Stated task: Rewrite the entries below, starting at the very beginning and stopping after the line that contains "pixel 17 34", with that line included. Multiply each answer coordinate by 1.9 and round it to a whole number (halves round up). Keep every other line and number unchanged, and leave the pictures out.

Material:
** START **
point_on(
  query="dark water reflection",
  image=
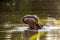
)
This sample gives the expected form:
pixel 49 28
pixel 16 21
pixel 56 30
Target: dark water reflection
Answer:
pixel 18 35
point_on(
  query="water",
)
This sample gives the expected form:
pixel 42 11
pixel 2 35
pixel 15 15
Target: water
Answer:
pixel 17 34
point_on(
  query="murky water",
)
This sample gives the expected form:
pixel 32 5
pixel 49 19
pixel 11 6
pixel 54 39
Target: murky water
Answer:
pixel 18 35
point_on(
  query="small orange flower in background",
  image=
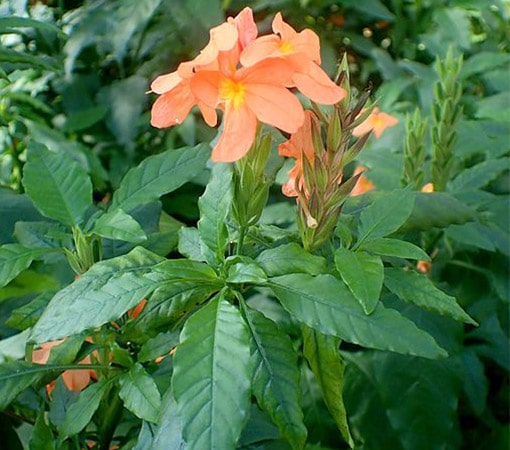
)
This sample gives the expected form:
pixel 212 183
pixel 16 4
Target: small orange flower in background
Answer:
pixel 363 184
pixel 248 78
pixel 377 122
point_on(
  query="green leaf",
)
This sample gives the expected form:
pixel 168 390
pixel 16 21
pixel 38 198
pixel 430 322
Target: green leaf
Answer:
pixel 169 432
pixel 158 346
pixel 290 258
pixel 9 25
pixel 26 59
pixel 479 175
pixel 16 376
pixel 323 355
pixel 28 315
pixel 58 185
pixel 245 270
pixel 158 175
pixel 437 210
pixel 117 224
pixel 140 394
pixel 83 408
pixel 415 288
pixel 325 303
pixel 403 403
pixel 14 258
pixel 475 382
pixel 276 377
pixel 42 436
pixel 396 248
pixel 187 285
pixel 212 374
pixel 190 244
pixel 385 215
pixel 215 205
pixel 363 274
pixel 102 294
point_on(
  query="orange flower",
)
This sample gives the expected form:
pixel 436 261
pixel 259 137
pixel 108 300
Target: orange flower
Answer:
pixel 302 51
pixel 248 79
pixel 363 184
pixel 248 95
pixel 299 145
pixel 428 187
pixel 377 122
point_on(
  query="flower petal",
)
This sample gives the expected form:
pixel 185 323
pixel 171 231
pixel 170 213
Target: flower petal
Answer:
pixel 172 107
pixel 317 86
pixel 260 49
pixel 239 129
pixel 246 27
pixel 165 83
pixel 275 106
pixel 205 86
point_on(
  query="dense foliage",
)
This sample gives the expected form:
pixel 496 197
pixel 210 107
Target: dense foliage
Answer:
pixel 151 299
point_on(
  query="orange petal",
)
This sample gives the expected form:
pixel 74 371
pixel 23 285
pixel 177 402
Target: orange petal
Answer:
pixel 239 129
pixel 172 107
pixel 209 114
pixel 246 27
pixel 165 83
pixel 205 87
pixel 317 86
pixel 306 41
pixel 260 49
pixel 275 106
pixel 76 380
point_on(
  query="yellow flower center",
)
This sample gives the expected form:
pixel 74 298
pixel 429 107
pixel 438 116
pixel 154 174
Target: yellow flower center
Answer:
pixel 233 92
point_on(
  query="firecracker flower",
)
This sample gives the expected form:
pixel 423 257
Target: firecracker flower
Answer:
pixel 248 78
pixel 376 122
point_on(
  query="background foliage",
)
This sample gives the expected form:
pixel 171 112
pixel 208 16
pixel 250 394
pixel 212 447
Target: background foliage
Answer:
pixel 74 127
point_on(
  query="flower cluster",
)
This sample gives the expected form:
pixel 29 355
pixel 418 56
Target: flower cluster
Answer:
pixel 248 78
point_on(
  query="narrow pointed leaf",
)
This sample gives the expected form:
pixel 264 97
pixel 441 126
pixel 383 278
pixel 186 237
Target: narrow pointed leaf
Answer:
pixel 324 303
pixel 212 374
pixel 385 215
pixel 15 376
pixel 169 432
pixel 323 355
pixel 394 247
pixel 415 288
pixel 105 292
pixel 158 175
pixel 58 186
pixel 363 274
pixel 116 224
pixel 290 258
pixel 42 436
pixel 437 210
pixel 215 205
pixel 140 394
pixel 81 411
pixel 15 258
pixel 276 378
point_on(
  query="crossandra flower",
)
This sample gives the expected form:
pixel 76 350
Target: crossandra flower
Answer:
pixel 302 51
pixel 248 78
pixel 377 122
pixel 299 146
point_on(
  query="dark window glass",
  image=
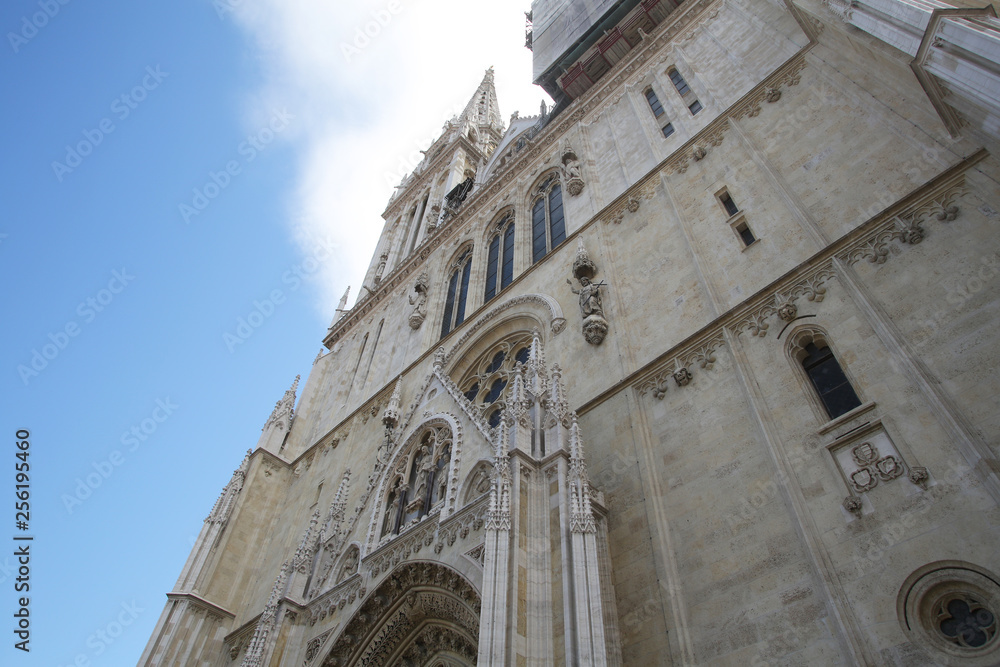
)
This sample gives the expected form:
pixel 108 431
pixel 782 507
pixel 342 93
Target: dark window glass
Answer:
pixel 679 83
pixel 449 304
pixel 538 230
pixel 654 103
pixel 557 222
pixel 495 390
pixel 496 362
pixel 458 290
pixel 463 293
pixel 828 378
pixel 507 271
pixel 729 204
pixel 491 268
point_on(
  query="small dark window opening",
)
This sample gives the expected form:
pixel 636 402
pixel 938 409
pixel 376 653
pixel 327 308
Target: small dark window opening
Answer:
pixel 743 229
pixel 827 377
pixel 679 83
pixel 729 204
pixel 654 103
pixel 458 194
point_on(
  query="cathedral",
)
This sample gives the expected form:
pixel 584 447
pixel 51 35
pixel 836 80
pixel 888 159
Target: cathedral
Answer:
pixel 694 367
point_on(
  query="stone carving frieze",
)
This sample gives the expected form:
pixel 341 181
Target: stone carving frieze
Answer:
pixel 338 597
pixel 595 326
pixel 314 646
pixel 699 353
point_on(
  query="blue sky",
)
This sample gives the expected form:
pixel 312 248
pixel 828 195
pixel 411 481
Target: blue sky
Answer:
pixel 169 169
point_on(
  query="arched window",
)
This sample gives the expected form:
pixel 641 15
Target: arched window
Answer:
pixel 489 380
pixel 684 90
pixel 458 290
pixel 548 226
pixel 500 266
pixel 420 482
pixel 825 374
** END **
Right answer:
point_on(
  query="dark water reflection",
  image=
)
This sample gives the expected form:
pixel 49 28
pixel 16 21
pixel 56 30
Target: dark water reflection
Answer:
pixel 34 67
point_on(
  query="water",
)
This sample gives the expected form:
pixel 42 11
pixel 2 35
pixel 15 15
Target: water
Answer:
pixel 32 65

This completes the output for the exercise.